# Task statement
Could you reproduce the entries below with every "single dot" replaced by "single marker" and nothing else altered?

# Provided records
┌──
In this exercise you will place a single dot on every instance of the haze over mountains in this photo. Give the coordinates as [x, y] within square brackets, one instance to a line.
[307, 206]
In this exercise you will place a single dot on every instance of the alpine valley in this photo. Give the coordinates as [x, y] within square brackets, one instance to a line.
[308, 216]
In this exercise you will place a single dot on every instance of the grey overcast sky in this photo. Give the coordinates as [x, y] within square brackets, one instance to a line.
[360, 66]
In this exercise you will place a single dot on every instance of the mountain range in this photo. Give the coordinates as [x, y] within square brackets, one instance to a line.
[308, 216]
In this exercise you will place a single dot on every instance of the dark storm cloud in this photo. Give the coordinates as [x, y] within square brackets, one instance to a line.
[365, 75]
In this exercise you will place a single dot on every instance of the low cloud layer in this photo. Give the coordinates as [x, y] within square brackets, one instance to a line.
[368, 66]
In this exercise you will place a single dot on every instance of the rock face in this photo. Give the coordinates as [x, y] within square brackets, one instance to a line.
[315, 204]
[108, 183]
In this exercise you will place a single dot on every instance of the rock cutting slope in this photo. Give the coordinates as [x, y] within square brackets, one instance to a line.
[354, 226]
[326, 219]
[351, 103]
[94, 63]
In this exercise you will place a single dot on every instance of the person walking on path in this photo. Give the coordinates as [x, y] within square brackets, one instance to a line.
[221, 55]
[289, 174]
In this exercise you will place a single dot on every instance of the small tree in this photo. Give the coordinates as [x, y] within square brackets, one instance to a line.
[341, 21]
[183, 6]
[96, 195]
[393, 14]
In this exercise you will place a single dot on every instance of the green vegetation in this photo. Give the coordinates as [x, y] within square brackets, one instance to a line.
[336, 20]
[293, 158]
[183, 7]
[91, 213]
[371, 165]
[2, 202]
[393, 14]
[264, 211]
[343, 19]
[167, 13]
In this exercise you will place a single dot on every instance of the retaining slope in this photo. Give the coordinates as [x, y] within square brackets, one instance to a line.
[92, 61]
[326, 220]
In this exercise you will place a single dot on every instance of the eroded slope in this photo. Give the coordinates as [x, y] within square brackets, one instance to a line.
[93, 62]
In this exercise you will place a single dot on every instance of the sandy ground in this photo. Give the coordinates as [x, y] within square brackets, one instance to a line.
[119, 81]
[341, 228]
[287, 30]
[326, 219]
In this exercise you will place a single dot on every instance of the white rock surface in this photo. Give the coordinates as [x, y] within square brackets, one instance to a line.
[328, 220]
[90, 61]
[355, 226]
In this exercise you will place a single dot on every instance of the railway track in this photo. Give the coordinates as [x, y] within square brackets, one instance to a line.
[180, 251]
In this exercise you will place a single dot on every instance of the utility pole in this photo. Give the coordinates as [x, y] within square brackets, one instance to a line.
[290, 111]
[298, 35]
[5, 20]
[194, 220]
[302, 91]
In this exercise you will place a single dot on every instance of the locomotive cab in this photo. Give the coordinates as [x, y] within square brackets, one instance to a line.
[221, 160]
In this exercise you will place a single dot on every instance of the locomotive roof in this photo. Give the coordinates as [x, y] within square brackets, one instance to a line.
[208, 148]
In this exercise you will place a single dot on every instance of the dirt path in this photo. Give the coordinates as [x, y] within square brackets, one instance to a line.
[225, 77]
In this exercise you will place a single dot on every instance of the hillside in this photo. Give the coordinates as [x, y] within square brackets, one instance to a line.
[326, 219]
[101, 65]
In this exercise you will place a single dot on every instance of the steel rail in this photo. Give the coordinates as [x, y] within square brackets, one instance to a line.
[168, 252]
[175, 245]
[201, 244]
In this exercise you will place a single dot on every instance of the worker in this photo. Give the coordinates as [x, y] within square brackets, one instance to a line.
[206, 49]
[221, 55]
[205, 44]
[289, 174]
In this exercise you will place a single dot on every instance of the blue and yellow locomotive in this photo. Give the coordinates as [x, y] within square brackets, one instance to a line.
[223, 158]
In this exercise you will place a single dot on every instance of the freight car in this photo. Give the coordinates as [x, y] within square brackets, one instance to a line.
└──
# Written answer
In this exercise you will place a single marker on every instance of the haze over mountains in this photo. Give the coordinates as [x, y] within square brackets, one instance to a line.
[307, 206]
In this exercise you will place a single marker on every instance of the alpine valley in this photo. Give the coordinates as [x, y] within square brackets, one instance to a line.
[308, 216]
In this exercise you will place a single marker on every instance of the grey overcast sky in this photo. Give the coordinates as [x, y] within square brackets, one instance to a line.
[360, 66]
In this exercise you will place a single marker on every instance of the mountain range in this photo. Give the coordinates as [x, y] within square brackets, one instance to a line.
[308, 216]
In this exercise you will place a single marker on every instance of the dark storm cloud in this photo. Give the coordinates as [x, y] within square brackets, one instance to a line.
[365, 75]
In this exercise you will place a single marker on every instance of the low cloud layer in this photo. Give the coordinates as [x, y] within square brackets, one instance to a line.
[368, 66]
In this exercise you will place a single marker on every instance of the rock face in this photo. Give the coordinates as [x, y] within square brackets, one instance to a line.
[315, 204]
[108, 183]
In this exercise you will place a single marker on every instance of the rock cutting slope in this photo. Give the coordinates as [x, y] within square brackets, one instance to a line.
[354, 226]
[326, 219]
[351, 103]
[94, 63]
In this exercise you will place a single marker on every instance of the person walking on path in this photo. Give the coordinates as [x, y] within square brackets, one instance to a line.
[221, 55]
[289, 174]
In this exercise you will place a single marker on every instance of the small tree in this photo. Give the coordinates as [x, y] within square brackets, one instance to a line.
[341, 21]
[183, 6]
[96, 195]
[393, 14]
In this exercise you will place a single marker on every instance of the green vegetation in this photo. Give the coordinates as [x, y] within square brackets, one instance to a line.
[336, 20]
[293, 158]
[183, 7]
[91, 213]
[371, 165]
[2, 202]
[393, 14]
[264, 211]
[343, 19]
[167, 13]
In this exercise you will place a single marker on every instance of the retaining slope in this photo. Give the coordinates as [x, y] within square brackets, one instance to a line.
[92, 61]
[326, 220]
In this exercise you will place a single marker on every instance of the eroded slope in this photo. Give the coordinates as [x, y] within square brackets, one instance to a line.
[93, 62]
In this exercise you will place a single marker on every instance of the sandy ground in this photo. Give the coordinates as [x, y] within square brackets, one instance to a line.
[119, 81]
[341, 228]
[287, 30]
[326, 219]
In this exercise you will place a single marker on every instance of the white rock surface in this photo. Give the coordinates as [x, y] within square brackets, one instance to a line.
[328, 220]
[90, 61]
[355, 226]
In this exercise you will place a single marker on every instance of the railway track in this photo. Give the coordinates as [x, y] within square brackets, one instance to a line.
[180, 251]
In this exercise you will place a single marker on every instance of the utility pole in this photo. Give the coordinates as [x, y] within square brackets, one instance to a line.
[290, 111]
[298, 35]
[5, 20]
[194, 220]
[302, 91]
In this exercise you will place a single marker on every instance of the locomotive cab in this photo. Give the coordinates as [x, y] within square brackets, one instance to a line.
[221, 160]
In this exercise you will place a single marker on every instance of the locomotive roof in this photo. Give the coordinates as [x, y] within square brackets, one instance to a line.
[208, 148]
In this exercise you will place a single marker on every instance of the dirt path in this photo. Give the coordinates as [x, y] within square brackets, one instance to a line.
[225, 77]
In this exercise you will place a single marker on every instance of the hillside in this photo. Give the coordinates as [x, y] within square brackets, one instance to a line.
[326, 219]
[101, 65]
In this exercise you will place a single marker on every instance of the steel rail in this photo. Give the coordinates as [x, y] within square brackets, one instance to a line.
[168, 252]
[175, 245]
[201, 244]
In this exercise you will place a single marker on every instance of the worker in this photo. Give the coordinates as [x, y] within square brackets, one instance to a line.
[206, 49]
[221, 55]
[205, 44]
[289, 174]
In this exercise you will place a single marker on every instance of the blue and yellow locomotive in this photo. Give the coordinates as [x, y] within square brackets, one instance to a line.
[223, 158]
In this exercise you will place a single marker on every instance of the freight car in this photo. Give the coordinates as [x, y] within square brackets, one instance to a line.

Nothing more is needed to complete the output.